§ **Text**
■ ■ ■ ■ ■ ■ ■

A gently winding series of 199 steps leads up to St Mary’s parish church and the remains of the abbey, established by St Hilda in the 7th century and site of the famous synod. The equally historic Abbey House next door is now home to an impressive and well-equipped new youth hostel, enjoying stunning views across the entire harbour.

SEA LEGS

Local lad James Cook began his epic voyages of discovery from Whitby, also famous for its boatyards and whaling fleet. Captain Cook’s fascinating story is told at the Captain Cook Memorial Museum on Grape Street, while his statue gazes imperiously over the harbour mouth from the end of West Cliff, close to a gigantic arch made out of whale bones. Thankfully whales don’t feature on local seafood menus; instead tuck into award-winning fish and chips at the popular Magpie Café. Buy freshly landed seafood at The Whitby Catch, opposite the fish market, or sniff out the delicious smoked kippers at Fortune’s on Henrietta Street.

Alternatively, a slice of traditional Yorkshire brack (lovely moist tea bread) from Botham’s on the West Side will give you the energy to stride the cliff-top paths or run about on the wide golden beach that extends several miles north to Sandsend at low tide. But if you’re not feeling active, follow the harbour walls to observe the boat life and the drama of the swing bridge in action.

■ ■ ■ ■ ■ ■ ■

§ **Source data**
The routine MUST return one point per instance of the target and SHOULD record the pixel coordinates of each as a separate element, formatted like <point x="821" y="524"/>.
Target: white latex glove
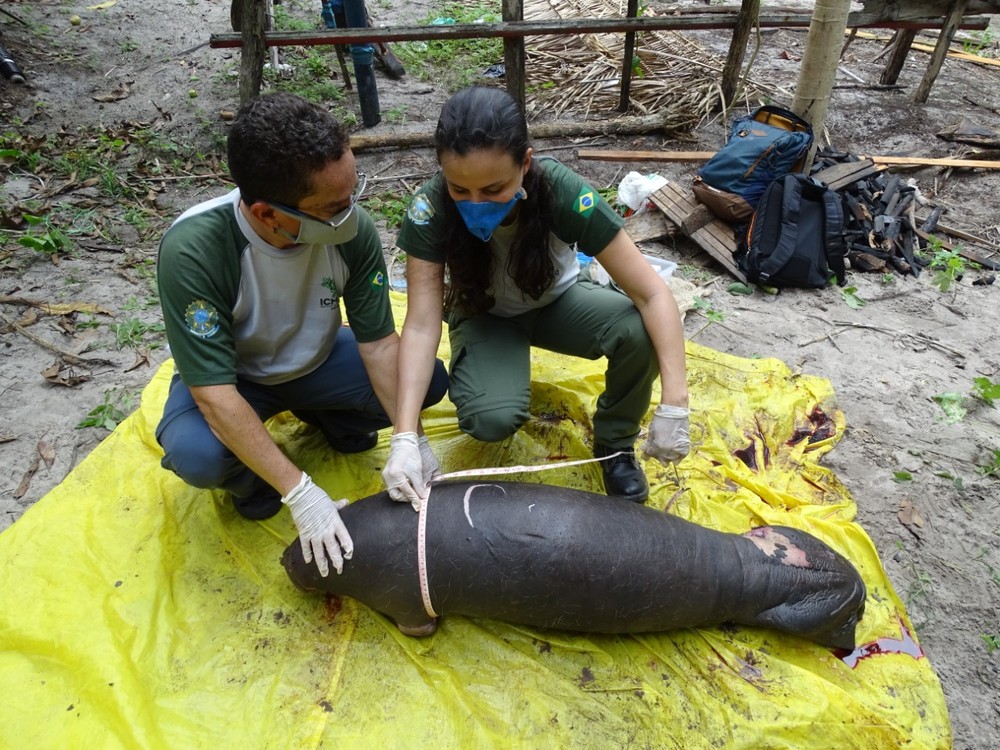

■ ■ ■ ■ ■ ■ ■

§ **The request**
Please explain, in one to three sentences, why the Whitby text suggests a slice of Yorkshire brack from Botham's. The lines have no connection to the Whitby text.

§ **The output**
A slice of traditional Yorkshire brack, a moist tea bread, gives you the energy to stride the cliff-top paths or run about on the wide golden beach. At low tide that beach extends several miles north to Sandsend.